◆ **ACTIVITY**:
Set down all of the data exactly as it appears.

============

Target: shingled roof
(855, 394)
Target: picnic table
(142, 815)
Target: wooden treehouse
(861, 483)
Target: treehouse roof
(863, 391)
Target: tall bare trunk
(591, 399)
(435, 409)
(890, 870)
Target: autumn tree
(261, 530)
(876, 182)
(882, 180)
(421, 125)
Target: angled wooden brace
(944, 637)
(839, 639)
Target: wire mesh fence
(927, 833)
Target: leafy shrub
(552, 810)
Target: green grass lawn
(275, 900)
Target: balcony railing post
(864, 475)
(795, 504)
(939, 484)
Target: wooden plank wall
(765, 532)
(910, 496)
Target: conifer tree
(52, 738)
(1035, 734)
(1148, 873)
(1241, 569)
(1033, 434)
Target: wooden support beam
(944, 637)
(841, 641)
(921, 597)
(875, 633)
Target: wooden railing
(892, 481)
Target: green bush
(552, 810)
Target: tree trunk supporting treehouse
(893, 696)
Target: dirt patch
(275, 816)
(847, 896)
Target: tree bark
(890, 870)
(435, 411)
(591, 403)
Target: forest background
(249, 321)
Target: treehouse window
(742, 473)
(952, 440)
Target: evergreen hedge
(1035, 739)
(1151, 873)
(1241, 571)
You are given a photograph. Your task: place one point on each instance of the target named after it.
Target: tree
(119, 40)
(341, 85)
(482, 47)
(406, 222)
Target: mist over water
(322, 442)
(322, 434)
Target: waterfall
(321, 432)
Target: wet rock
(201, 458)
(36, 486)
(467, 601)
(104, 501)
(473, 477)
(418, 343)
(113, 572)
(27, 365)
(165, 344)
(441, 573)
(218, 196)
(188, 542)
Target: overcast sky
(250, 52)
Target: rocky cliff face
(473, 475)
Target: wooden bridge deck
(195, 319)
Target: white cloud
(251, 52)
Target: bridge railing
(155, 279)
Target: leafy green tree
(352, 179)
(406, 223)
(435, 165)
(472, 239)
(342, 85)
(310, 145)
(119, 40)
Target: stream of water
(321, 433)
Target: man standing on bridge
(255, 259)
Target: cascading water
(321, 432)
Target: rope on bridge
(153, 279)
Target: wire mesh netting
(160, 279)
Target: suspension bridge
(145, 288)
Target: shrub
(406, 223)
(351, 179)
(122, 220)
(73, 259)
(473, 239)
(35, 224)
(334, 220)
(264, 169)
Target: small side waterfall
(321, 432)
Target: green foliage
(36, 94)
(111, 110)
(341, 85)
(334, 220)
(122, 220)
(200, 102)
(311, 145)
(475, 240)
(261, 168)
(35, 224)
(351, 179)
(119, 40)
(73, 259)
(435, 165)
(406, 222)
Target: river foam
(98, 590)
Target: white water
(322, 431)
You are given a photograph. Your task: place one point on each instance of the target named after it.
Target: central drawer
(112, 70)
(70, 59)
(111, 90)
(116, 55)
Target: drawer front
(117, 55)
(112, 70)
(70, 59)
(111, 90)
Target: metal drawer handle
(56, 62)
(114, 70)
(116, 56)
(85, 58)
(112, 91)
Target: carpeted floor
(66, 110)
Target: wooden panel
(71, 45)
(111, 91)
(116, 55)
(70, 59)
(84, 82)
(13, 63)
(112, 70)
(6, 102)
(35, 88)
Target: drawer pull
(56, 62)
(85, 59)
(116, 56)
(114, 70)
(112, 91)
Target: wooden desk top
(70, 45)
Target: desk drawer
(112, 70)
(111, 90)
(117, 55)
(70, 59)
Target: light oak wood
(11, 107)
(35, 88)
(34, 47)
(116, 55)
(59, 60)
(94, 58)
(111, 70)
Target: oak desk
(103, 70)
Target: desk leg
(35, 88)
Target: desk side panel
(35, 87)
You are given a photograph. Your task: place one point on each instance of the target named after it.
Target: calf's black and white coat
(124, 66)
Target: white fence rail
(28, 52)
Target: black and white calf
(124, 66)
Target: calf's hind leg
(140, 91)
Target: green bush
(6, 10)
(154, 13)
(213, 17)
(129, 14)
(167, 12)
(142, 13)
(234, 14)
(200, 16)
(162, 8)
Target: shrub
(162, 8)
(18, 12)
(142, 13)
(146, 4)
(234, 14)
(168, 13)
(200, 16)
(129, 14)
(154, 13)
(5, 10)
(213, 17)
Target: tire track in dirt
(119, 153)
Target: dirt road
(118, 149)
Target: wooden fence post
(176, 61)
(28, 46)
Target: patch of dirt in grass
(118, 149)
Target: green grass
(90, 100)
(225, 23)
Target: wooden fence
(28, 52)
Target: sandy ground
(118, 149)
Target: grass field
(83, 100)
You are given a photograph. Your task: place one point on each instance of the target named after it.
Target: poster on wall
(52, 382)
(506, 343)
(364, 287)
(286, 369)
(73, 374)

============

◆ **RESPONSE**:
Target: shingled roof
(855, 394)
Target: picnic table
(142, 815)
Target: wooden treehouse
(861, 483)
Target: treehouse roof
(863, 391)
Target: tall bare trunk
(591, 399)
(435, 409)
(890, 870)
Target: autumn tree
(261, 530)
(876, 182)
(882, 180)
(421, 125)
Target: angled wooden brace
(944, 637)
(839, 639)
Target: wire mesh fence
(927, 833)
Target: leafy shrub
(552, 810)
Target: green grass lawn
(275, 900)
Target: balcony railing post
(864, 475)
(795, 504)
(939, 484)
Target: wooden plank wall
(765, 532)
(910, 496)
Target: conifer tree
(52, 738)
(1035, 734)
(1148, 873)
(1241, 569)
(1033, 434)
Target: wooden support beam
(944, 637)
(841, 641)
(921, 597)
(875, 633)
Target: wooden railing
(892, 481)
Target: green bush
(552, 810)
Target: tree trunk supporting treehouse
(893, 696)
Target: dirt patch
(275, 816)
(847, 896)
Target: tree bark
(890, 870)
(435, 411)
(591, 403)
Target: forest background
(249, 321)
Target: treehouse window
(742, 473)
(952, 440)
Target: evergreen hedge
(1035, 739)
(1151, 873)
(1241, 571)
You are given a photograph. Your task: place one point on each instance of the target named after it.
Target: tree
(119, 40)
(341, 85)
(482, 47)
(406, 222)
Target: mist over water
(322, 442)
(322, 434)
Target: waterfall
(321, 432)
Target: wet rock
(201, 458)
(36, 486)
(467, 601)
(104, 501)
(473, 477)
(418, 343)
(113, 572)
(27, 365)
(165, 344)
(441, 573)
(218, 196)
(188, 542)
Target: overcast sky
(250, 52)
Target: rocky cliff face
(473, 475)
Target: wooden bridge deck
(195, 319)
Target: white cloud
(251, 52)
Target: bridge railing
(155, 279)
Target: leafy green tree
(352, 179)
(406, 223)
(435, 165)
(472, 239)
(342, 85)
(310, 145)
(119, 40)
Target: stream of water
(321, 433)
Target: man standing on bridge
(255, 259)
Target: cascading water
(321, 432)
Target: rope on bridge
(153, 279)
Target: wire mesh netting
(160, 279)
Target: suspension bridge
(145, 288)
Target: shrub
(406, 223)
(351, 179)
(122, 220)
(73, 259)
(473, 239)
(35, 224)
(334, 220)
(264, 169)
Target: small side waterfall
(321, 432)
Target: green foliage
(36, 94)
(111, 110)
(341, 85)
(334, 220)
(122, 220)
(200, 102)
(311, 145)
(475, 240)
(261, 168)
(35, 224)
(351, 179)
(119, 40)
(73, 259)
(435, 165)
(406, 222)
Target: river foam
(98, 590)
Target: white water
(322, 431)
You are given a photograph. Your task: place one point on each instance of the target named after it.
Target: central drawer
(112, 70)
(70, 59)
(111, 90)
(116, 55)
Target: drawer front
(117, 55)
(112, 70)
(70, 59)
(111, 90)
Target: metal drawer handle
(56, 62)
(114, 70)
(116, 56)
(85, 58)
(112, 91)
Target: carpeted floor
(66, 110)
Target: wooden panel
(71, 45)
(111, 91)
(116, 55)
(70, 59)
(84, 82)
(13, 63)
(112, 70)
(6, 102)
(35, 88)
Target: drawer pull
(56, 62)
(85, 59)
(116, 56)
(114, 70)
(112, 91)
Target: wooden desk top
(70, 45)
Target: desk drawer
(112, 70)
(111, 90)
(117, 55)
(70, 59)
Target: light oak wood
(11, 107)
(35, 88)
(34, 47)
(116, 55)
(59, 60)
(94, 58)
(111, 70)
Target: oak desk
(103, 70)
Target: desk leg
(35, 88)
Target: desk side panel
(35, 87)
You are given a photograph. Your task: place one point on each instance of the target named after it.
Target: calf's black and white coat
(124, 66)
Target: white fence rail
(28, 52)
Target: black and white calf
(124, 66)
Target: calf's hind leg
(140, 91)
Target: green bush
(6, 10)
(154, 13)
(213, 17)
(129, 14)
(167, 12)
(142, 13)
(234, 14)
(200, 16)
(162, 8)
Target: shrub
(162, 8)
(18, 12)
(142, 13)
(146, 4)
(234, 14)
(168, 13)
(200, 16)
(129, 14)
(154, 13)
(5, 10)
(213, 17)
Target: tire track in dirt
(119, 153)
Target: dirt road
(118, 149)
Target: wooden fence post
(176, 61)
(28, 46)
Target: patch of dirt in grass
(118, 149)
Target: green grass
(90, 100)
(225, 23)
Target: wooden fence
(28, 52)
Target: sandy ground
(118, 149)
Target: grass field
(83, 100)
You are given a photograph. Your task: place one point on each instance of the target named after it.
Target: poster on wall
(52, 382)
(506, 343)
(364, 287)
(286, 369)
(73, 374)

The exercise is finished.